---------- EXCERPT TO READ
The message queue partitions each batch of points based off series keys and then
replicates each partition across other physical nodes in the message queue.
- **Storage tier:** all data in the underlying storage tier is replicated across
two availability zones in a cloud region.
## Backup processes
InfluxDB Cloud backs up all data in the following way:
- [Backup on write](#backup-on-write)
- [Backup after compaction](#backup-after-compaction)
### Backup on write
All inbound write requests to InfluxDB Cloud are added to a durable message queue.
The message queue does the following:
1. Caches the [line protocol](/influxdb/cloud/reference/glossary/#line-protocol)
of each write request.
2. Writes data to the storage tier.
3. Routinely persists cached line protocol to object storage as an out-of-band backup.
Message queue backups provide raw line protocol that can be used to recover from
catastrophic failure in the storage tier or an accidental deletion.
The durability of the message queue is 96 hours, meaning InfluxDB Cloud can sustain
a failure of its underlying storage tier or object storage services for up to 96 hours
without any data loss.
--------------------
• SHORT PROBLEM A:
Show every line in the records below that contains the string "standing". Case counts, so "a" and "A" are different letters.
---------- EXCERPTED RECORDS
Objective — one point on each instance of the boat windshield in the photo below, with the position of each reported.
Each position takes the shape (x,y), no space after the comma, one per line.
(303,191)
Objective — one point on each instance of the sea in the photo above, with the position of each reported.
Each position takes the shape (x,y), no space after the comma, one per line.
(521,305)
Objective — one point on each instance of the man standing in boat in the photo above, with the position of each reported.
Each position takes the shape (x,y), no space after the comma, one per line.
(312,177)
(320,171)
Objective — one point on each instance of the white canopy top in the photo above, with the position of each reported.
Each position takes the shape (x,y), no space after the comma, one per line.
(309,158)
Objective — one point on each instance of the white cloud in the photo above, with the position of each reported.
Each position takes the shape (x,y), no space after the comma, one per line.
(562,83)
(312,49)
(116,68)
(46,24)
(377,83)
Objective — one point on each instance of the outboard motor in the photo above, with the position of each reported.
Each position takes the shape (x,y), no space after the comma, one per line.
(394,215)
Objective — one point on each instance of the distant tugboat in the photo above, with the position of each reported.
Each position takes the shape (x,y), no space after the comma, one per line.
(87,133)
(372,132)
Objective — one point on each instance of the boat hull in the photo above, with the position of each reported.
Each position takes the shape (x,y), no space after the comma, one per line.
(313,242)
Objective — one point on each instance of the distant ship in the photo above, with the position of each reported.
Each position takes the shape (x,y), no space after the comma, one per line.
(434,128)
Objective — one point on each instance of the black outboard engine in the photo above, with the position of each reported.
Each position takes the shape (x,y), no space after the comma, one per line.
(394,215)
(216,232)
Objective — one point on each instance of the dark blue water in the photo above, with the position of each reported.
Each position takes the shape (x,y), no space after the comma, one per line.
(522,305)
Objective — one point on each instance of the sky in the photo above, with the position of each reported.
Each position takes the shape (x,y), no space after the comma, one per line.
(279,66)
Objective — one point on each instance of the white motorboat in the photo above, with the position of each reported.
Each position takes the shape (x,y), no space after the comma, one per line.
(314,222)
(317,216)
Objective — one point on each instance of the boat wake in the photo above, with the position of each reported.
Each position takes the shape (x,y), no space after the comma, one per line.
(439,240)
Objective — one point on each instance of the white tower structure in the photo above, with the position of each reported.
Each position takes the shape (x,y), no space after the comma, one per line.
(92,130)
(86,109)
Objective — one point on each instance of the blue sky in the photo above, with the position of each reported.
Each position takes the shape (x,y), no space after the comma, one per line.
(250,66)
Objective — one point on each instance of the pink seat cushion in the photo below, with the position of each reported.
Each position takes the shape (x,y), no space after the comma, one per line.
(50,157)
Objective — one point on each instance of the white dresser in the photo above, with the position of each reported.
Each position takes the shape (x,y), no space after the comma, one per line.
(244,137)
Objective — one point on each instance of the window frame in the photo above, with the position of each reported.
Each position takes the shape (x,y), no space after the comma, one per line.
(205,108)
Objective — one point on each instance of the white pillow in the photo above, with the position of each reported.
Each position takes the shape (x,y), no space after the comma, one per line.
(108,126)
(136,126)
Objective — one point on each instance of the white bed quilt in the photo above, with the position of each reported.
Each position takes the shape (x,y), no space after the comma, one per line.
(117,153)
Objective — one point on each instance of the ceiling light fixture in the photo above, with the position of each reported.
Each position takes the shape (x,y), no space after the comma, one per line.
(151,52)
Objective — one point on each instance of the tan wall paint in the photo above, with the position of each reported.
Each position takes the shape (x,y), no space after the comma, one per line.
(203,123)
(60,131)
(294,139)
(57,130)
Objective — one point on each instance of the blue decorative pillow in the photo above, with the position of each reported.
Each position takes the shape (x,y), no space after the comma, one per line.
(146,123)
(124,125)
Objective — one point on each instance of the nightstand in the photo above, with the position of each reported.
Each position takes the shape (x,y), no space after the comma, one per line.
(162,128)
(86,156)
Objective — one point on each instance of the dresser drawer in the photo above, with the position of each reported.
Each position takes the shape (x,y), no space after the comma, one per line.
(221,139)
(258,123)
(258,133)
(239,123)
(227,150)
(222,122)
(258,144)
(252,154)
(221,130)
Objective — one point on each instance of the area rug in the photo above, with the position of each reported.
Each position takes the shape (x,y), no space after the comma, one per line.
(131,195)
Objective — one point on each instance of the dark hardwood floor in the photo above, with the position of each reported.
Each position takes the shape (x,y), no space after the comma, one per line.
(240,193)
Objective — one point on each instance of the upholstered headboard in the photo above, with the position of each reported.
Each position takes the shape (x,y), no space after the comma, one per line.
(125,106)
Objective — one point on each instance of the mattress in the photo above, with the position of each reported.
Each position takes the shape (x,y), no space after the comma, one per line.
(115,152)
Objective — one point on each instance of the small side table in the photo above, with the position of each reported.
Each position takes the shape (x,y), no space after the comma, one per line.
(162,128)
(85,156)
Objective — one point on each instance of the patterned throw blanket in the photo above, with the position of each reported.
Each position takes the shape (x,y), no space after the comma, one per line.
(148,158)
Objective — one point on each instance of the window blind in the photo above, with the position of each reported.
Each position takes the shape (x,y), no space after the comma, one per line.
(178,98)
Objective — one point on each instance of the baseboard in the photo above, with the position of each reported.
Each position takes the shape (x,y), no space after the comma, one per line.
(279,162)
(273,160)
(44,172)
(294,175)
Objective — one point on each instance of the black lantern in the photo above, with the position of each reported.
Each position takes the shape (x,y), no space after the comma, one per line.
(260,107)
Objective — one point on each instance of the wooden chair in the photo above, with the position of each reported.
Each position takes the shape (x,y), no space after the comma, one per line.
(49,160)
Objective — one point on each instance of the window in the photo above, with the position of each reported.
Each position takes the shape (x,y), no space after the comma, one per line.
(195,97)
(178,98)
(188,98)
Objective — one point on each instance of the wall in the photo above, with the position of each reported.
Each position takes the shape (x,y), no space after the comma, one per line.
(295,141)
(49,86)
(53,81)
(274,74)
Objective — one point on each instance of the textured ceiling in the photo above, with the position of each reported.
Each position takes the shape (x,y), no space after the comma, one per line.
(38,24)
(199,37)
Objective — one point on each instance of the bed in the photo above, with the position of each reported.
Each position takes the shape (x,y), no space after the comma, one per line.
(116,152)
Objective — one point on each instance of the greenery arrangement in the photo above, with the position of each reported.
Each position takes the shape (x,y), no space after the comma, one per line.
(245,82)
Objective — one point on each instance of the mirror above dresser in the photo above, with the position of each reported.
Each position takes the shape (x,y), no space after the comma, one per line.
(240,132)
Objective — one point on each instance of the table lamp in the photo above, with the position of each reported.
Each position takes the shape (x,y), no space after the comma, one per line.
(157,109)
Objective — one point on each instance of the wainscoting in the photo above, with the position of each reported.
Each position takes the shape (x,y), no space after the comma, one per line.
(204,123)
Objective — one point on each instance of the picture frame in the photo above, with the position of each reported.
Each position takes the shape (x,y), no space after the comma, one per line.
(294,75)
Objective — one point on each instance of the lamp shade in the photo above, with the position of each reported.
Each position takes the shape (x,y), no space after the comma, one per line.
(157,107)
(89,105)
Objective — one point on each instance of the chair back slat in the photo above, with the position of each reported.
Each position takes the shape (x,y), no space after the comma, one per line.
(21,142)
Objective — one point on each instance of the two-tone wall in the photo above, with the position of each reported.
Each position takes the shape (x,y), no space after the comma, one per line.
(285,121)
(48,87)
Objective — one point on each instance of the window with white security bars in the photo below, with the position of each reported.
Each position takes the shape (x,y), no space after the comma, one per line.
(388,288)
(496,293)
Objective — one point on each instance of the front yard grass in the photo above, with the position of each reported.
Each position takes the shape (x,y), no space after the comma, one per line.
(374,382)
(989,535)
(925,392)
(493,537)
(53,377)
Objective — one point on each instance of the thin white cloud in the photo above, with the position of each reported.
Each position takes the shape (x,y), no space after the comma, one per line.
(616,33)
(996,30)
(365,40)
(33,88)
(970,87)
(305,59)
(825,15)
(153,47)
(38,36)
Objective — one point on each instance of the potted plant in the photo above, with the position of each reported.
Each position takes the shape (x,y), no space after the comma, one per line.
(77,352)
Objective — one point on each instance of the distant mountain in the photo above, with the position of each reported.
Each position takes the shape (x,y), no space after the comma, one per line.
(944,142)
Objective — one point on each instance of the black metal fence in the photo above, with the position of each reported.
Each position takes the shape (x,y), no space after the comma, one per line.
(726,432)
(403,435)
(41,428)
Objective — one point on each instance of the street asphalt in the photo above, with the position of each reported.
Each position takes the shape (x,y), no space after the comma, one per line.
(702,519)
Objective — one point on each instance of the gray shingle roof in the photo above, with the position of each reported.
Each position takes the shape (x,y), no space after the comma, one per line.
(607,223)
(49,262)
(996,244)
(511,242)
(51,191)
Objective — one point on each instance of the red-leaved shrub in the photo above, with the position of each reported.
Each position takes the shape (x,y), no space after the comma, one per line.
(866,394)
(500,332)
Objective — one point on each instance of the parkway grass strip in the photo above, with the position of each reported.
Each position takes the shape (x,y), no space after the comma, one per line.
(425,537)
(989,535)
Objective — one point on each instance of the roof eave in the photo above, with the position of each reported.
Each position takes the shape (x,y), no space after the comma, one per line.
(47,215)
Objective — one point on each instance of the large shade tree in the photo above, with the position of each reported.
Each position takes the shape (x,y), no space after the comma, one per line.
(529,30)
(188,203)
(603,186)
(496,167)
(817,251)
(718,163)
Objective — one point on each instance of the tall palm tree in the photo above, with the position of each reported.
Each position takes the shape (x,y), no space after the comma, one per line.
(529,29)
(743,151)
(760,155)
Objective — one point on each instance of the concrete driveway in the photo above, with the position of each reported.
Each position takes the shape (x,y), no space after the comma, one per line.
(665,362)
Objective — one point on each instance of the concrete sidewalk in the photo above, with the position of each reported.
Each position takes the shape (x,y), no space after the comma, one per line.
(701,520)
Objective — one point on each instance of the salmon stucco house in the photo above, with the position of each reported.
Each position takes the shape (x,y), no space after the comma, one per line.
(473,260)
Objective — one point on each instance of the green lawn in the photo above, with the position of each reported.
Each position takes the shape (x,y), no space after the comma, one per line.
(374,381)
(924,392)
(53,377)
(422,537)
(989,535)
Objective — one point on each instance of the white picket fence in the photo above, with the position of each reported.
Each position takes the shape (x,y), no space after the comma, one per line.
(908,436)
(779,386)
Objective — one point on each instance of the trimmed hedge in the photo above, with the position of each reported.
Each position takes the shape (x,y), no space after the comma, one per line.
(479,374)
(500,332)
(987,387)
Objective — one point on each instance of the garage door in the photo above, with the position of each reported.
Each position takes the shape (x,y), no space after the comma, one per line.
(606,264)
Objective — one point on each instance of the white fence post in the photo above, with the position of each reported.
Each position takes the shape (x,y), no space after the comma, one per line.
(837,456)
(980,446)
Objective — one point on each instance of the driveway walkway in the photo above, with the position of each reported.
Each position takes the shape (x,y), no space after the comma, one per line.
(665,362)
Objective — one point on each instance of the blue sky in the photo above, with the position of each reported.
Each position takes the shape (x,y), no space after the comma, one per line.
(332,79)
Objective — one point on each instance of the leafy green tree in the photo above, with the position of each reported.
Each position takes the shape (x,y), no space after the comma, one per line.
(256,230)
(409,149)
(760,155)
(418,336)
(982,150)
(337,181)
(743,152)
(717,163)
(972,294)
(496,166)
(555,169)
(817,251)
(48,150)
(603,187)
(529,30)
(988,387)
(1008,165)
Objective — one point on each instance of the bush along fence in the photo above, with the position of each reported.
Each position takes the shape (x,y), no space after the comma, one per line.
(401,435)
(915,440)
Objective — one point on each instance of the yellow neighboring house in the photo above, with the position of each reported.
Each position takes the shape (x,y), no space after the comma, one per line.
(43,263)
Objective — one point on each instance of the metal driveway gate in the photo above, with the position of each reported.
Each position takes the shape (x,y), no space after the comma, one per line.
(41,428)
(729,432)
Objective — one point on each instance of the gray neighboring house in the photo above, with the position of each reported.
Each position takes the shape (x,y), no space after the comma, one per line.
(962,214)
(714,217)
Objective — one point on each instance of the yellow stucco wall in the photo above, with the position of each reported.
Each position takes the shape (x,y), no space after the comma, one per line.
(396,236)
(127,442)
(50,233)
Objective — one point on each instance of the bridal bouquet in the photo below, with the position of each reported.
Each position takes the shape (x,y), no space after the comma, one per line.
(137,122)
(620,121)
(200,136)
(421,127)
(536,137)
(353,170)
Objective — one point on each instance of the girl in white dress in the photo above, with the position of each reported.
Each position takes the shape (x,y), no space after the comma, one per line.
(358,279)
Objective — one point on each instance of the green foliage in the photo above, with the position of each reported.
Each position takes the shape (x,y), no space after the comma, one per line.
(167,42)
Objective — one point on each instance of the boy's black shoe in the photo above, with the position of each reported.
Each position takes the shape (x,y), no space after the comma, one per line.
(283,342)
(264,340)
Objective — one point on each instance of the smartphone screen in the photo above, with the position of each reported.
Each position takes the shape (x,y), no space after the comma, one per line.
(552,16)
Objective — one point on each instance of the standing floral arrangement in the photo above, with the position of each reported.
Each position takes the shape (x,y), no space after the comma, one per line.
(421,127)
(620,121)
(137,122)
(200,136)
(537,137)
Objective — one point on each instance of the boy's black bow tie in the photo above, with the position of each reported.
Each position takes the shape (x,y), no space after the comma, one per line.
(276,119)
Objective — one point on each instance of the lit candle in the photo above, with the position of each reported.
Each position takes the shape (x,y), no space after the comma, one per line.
--------------------
• SHORT PROBLEM B:
Extract, word for word, the passage of the InfluxDB Cloud backup text above that begins at the words "## Backup processes" and stops after "each write request.".

• WRITTEN ANSWER A:
Objective — one point on each instance of the man standing in boat in the photo above, with the position of each reported.
Objective — one point on each instance of the standing floral arrangement in the photo above, with the position of each reported.

• WRITTEN ANSWER B:
## Backup processes
InfluxDB Cloud backs up all data in the following way:
- [Backup on write](#backup-on-write)
- [Backup after compaction](#backup-after-compaction)
### Backup on write
All inbound write requests to InfluxDB Cloud are added to a durable message queue.
The message queue does the following:
1. Caches the [line protocol](/influxdb/cloud/reference/glossary/#line-protocol)
of each write request.